Beneath this task are records; count how many lines include the string "black" and answer with that number alone.

### Study material ###

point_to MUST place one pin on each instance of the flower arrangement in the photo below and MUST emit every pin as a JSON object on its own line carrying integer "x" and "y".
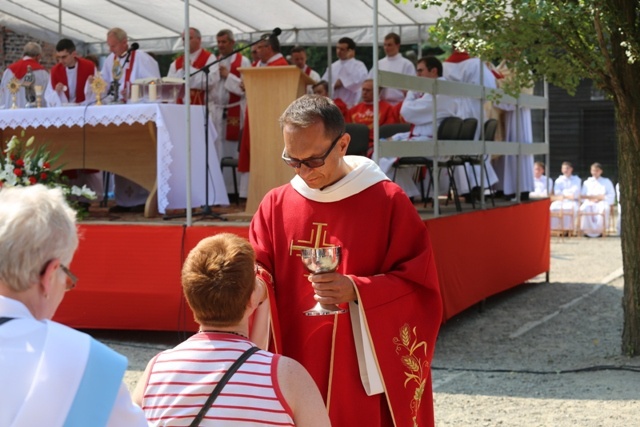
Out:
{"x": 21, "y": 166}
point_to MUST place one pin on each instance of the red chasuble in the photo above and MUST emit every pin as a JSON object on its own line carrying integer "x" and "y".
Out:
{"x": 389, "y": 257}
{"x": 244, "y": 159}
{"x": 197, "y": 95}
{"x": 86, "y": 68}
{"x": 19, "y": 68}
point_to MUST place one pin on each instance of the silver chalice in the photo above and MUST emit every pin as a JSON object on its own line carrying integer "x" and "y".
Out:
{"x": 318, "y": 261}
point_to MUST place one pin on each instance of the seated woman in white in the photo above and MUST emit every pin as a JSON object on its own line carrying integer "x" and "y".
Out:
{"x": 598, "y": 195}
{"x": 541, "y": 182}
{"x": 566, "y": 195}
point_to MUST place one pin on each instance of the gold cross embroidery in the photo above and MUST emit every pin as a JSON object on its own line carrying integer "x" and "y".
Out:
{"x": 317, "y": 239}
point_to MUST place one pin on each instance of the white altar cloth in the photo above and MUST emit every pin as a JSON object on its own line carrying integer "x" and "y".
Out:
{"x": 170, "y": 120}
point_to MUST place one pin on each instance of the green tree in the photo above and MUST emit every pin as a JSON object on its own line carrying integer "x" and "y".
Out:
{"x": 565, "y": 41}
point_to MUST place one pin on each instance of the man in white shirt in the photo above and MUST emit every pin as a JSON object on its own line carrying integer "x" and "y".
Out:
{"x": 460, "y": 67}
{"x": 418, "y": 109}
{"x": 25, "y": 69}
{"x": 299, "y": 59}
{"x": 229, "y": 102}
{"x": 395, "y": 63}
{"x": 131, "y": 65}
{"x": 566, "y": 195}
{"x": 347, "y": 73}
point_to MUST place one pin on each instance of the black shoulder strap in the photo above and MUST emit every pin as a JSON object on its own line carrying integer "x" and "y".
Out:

###
### Study material ###

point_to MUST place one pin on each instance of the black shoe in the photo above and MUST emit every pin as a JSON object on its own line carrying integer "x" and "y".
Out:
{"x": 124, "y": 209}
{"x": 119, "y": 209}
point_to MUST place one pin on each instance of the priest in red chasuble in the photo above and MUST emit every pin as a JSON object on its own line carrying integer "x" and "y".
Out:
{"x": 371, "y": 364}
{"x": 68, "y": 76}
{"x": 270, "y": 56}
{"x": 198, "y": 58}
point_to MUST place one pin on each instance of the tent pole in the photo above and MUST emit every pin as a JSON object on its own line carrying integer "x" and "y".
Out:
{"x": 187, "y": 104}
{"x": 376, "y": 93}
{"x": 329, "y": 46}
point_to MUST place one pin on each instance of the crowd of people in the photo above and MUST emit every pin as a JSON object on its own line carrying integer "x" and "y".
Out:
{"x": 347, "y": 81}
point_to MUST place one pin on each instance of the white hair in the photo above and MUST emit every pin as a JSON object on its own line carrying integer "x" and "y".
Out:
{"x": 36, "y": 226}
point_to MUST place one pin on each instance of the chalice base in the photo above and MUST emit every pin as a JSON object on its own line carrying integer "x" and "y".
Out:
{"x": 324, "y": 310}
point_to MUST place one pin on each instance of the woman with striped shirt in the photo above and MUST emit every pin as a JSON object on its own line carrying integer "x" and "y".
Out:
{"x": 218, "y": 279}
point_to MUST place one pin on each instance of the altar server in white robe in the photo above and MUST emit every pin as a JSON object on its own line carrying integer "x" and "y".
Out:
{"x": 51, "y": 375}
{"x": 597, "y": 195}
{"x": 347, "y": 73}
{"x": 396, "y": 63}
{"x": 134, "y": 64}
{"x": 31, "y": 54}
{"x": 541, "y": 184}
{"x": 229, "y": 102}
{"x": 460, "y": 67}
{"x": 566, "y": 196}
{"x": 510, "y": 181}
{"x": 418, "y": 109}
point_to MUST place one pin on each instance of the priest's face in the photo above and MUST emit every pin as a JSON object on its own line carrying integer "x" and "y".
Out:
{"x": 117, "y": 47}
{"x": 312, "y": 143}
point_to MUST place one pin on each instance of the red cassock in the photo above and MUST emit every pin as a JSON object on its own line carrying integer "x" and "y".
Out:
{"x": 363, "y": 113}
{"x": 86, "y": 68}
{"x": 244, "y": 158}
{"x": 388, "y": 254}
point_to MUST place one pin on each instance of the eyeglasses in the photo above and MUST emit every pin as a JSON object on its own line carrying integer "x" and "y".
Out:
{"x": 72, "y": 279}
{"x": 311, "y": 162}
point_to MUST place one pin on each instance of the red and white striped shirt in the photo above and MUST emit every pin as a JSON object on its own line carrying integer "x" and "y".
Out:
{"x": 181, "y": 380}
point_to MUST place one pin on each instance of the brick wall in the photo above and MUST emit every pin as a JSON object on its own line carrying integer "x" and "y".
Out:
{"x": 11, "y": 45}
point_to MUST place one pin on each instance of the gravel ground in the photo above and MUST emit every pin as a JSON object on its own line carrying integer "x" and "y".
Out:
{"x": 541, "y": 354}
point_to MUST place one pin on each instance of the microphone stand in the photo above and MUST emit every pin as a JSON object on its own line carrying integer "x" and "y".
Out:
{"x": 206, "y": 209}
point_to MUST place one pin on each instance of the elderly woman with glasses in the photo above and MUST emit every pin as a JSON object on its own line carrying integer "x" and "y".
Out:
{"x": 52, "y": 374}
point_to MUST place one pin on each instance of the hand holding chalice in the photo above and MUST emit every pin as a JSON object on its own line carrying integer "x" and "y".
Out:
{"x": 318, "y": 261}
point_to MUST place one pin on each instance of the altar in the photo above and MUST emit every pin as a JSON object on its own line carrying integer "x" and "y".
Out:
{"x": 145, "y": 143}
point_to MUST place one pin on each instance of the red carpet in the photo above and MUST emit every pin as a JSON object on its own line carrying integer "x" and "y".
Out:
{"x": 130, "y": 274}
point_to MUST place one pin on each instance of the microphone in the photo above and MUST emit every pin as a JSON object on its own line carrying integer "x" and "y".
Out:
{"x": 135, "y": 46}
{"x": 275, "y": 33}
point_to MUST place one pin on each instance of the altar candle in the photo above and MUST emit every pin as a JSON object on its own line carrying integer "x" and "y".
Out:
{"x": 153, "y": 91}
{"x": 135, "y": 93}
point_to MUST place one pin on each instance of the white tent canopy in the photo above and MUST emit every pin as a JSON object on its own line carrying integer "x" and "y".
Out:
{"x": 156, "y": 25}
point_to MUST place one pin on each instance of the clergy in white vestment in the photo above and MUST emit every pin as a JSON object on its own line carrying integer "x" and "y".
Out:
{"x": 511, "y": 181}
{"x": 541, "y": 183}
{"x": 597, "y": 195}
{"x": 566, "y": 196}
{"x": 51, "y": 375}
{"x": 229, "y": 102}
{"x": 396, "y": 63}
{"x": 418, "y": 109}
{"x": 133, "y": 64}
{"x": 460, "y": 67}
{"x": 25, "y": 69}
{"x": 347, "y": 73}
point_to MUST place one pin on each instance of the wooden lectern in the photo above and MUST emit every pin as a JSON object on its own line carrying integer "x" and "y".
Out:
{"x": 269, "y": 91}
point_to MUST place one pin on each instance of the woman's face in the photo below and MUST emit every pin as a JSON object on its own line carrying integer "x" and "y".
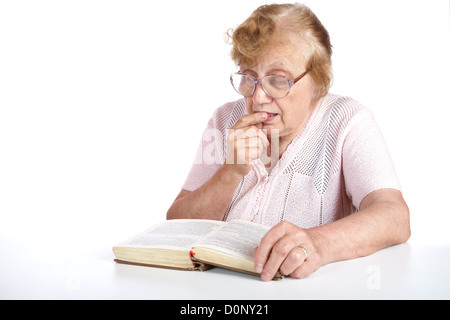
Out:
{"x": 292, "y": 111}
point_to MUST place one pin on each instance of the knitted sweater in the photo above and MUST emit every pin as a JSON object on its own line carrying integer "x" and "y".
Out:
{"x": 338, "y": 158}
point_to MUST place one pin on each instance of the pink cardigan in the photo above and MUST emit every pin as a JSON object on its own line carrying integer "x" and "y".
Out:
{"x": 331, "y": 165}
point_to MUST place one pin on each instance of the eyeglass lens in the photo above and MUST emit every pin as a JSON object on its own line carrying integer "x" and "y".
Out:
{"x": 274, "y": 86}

###
### Study material ###

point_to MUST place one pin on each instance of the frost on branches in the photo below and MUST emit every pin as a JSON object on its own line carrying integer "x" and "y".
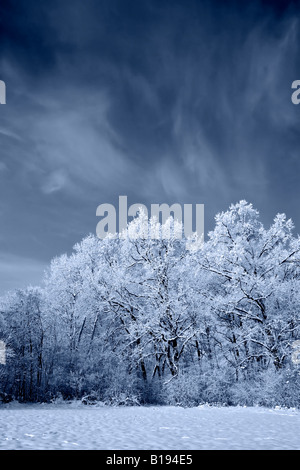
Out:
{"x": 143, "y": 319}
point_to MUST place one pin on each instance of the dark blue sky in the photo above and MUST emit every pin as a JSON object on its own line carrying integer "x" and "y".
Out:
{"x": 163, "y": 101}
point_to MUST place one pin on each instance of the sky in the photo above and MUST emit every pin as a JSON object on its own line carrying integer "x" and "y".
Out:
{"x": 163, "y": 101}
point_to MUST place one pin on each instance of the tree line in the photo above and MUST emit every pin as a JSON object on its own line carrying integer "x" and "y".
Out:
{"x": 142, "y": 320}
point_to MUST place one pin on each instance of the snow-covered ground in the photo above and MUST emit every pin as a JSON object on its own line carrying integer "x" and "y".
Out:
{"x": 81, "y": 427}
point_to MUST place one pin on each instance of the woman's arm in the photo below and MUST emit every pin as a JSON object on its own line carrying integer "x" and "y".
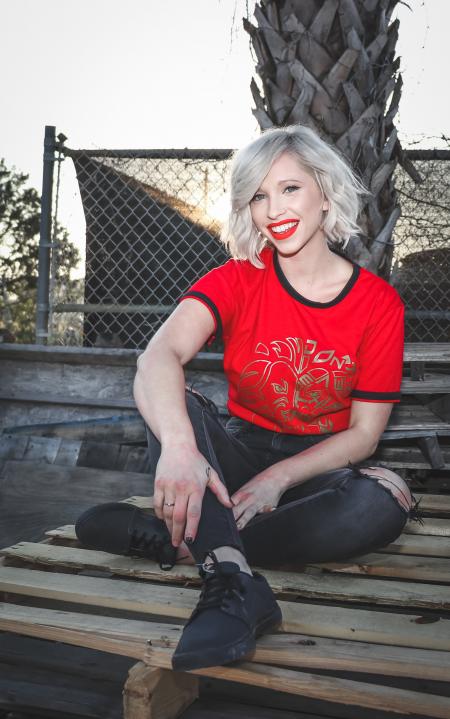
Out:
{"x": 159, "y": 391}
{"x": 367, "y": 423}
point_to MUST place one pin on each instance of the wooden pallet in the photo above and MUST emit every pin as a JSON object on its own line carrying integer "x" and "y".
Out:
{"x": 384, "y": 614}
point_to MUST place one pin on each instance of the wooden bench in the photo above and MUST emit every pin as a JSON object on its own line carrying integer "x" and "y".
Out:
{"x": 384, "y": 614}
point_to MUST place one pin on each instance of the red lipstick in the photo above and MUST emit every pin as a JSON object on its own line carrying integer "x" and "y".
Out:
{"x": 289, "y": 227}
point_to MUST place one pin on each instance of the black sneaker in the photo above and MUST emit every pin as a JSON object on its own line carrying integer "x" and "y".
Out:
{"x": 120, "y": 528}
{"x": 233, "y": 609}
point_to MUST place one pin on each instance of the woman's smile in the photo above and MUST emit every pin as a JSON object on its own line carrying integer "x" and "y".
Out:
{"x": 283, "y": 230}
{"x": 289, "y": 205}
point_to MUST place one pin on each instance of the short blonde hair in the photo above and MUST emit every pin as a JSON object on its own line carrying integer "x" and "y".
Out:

###

_Response to the task_: 3